• TEXTE FOURNI

-=-=-

Pourquoi je dis cela ? Parce qu’en fait ce qui compte en économie c’est la barrière des 65 ans, c’est la cessation d’activité parce que c’est vraiment à partir de ce moment-là où vos revenus s’effritent, stagnent pour les plus chanceux, s’effritent pour d’autres, que cela va vraiment avoir un impact sur le comportement consumériste des consommateurs. Et là, pourquoi il faut regarder le Japon ? C’est parce que eux ont eu du mal à faire face à cet environnement-là et n’ont pas réussi à sortir de l’environnement finalement déflationniste qui s’est installé à partir de la moitié des années 90.
Aujourd’hui le pays le plus en risque par rapport à ce phénomène-là, a contrario de ce que l’on pourrait entendre aujourd’hui, c’est l’Allemagne., C’est d’abord l’Allemagne et ensuite l’Italie, et la France étant un petit peu mieux placée par rapport à cela. Simplement, vraiment ce dont il faut avoir conscience, c’est que l’on ne pourra pas trouver et répondre à un problème et à un défi de cette ampleur-là en 15 jours. C’est là où on atteint les limites des marchés financiers. Mettre la pression pour trouver des solutions c’est bien sauf que l’on ne réinvente pas un modèle de croissance en 15 jours, voilà.
Donc il faut d’abord trouver un pare-feu pour faire face à ce problème de liquidités, c’est dire : « est-ce que les états peuvent faire faillite ? » Il faut que la réponse soit non. Elles ne pourront pas faire faillite parce qu’on mettra les moyens pour qu’elles ne le fassent pas, à savoir la banque centrale rachètera – on appelle cela la banque centrale, on appelle cela le fond monétaire européen de stabilité financière, c’est la même chose -, mais on interdit le problème de liquidités. Maintenant on met en place sur longues périodes avec sans doute peut-être qu’il faudra revenir à des économies un tout petit peu plus planifiées – quand je dis planifiées, ce n’est pas à la soviétique – mais avec des objectifs un peu plus lointains qui visent à prendre en compte les changements structurels qu’il faut que nos pays, nos vieux pays européens, gèrent pour pouvoir se projeter dans le temps.

-=-=-

• EXERCICES
1. Dans le texte fourni :
(a) Quel âge y est présenté comme la barrière qui compte en économie ?
(b) À partir de quand l'environnement déflationniste s'est-il installé au Japon ?
(c) Quel pays y est désigné comme le plus en risque face à ce phénomène ?
2. Quels pays le texte fourni nomme-t-il ? Donnez-les tous.
Le matériel fourni n'est pas nécessaire pour répondre.

• MATÉRIEL FOURNI
-=-=-

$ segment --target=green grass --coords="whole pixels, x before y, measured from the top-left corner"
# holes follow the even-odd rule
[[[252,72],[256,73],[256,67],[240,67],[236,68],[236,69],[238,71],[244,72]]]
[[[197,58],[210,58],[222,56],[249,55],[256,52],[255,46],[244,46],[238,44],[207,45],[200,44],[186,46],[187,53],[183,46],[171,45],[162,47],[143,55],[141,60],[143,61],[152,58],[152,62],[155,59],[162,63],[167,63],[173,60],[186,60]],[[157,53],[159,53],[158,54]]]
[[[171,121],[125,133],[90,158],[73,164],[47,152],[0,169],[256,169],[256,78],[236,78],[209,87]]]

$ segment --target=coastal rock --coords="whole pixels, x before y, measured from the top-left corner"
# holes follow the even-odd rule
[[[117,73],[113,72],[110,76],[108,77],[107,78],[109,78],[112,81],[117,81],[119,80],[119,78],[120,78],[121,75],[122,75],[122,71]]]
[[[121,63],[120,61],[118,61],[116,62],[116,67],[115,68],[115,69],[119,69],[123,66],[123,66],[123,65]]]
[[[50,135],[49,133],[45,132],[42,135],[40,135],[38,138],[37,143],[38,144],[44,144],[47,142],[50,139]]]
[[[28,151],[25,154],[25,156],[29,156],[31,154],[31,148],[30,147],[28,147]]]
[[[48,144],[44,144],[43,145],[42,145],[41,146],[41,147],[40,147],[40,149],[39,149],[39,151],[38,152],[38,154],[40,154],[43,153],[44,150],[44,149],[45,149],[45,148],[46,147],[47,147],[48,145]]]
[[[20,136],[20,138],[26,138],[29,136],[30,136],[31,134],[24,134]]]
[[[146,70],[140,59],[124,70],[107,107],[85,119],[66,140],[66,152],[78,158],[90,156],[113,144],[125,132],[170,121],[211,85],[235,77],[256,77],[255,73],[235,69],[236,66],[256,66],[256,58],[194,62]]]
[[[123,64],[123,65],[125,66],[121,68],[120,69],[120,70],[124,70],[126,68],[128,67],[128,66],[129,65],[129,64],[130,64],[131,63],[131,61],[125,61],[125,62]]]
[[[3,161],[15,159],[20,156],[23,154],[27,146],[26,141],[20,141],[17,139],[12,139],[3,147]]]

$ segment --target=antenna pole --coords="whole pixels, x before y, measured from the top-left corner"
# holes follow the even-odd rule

-=-=-

• RÉPONSES AUX EXERCICES
1.
(a) 65 ans.
(b) À partir de la moitié des années 90.
(c) L'Allemagne.

2. Le Japon, l'Allemagne, l'Italie et la France.